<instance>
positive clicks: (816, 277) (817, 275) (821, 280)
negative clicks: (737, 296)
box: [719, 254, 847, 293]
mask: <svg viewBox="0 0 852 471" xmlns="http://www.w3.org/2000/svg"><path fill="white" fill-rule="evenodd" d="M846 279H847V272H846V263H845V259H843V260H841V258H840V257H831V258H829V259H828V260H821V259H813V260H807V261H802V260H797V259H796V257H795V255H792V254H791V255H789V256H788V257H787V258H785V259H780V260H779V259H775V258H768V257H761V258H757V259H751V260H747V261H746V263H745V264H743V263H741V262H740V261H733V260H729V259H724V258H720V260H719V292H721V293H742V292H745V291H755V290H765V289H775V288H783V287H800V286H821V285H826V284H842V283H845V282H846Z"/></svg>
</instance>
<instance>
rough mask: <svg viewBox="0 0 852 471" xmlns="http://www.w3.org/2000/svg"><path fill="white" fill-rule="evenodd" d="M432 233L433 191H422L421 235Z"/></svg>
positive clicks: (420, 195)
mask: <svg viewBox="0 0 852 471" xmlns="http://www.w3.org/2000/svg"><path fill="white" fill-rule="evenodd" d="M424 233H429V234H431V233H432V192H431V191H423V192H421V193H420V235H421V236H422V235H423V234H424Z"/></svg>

- **TASK DESCRIPTION**
The entries above must be repeated word for word.

- **EXPECTED ANSWER**
<instance>
positive clicks: (816, 277) (817, 275) (821, 280)
negative clicks: (737, 296)
box: [719, 254, 847, 293]
mask: <svg viewBox="0 0 852 471" xmlns="http://www.w3.org/2000/svg"><path fill="white" fill-rule="evenodd" d="M846 279H847V272H846V263H845V259H843V260H841V258H840V257H831V258H829V259H828V260H821V259H813V260H807V261H802V260H797V259H796V257H795V255H792V254H791V255H789V256H788V257H787V258H785V259H780V260H779V259H775V258H768V257H761V258H757V259H751V260H747V261H746V263H745V264H743V263H741V262H740V261H733V260H729V259H724V258H720V260H719V292H721V293H742V292H745V291H755V290H765V289H775V288H783V287H800V286H821V285H826V284H842V283H845V282H846Z"/></svg>
</instance>
<instance>
rough mask: <svg viewBox="0 0 852 471" xmlns="http://www.w3.org/2000/svg"><path fill="white" fill-rule="evenodd" d="M432 233L433 191H422L421 235Z"/></svg>
positive clicks: (420, 195)
mask: <svg viewBox="0 0 852 471" xmlns="http://www.w3.org/2000/svg"><path fill="white" fill-rule="evenodd" d="M424 233H429V234H431V233H432V192H431V191H423V192H421V193H420V235H421V236H422V235H423V234H424Z"/></svg>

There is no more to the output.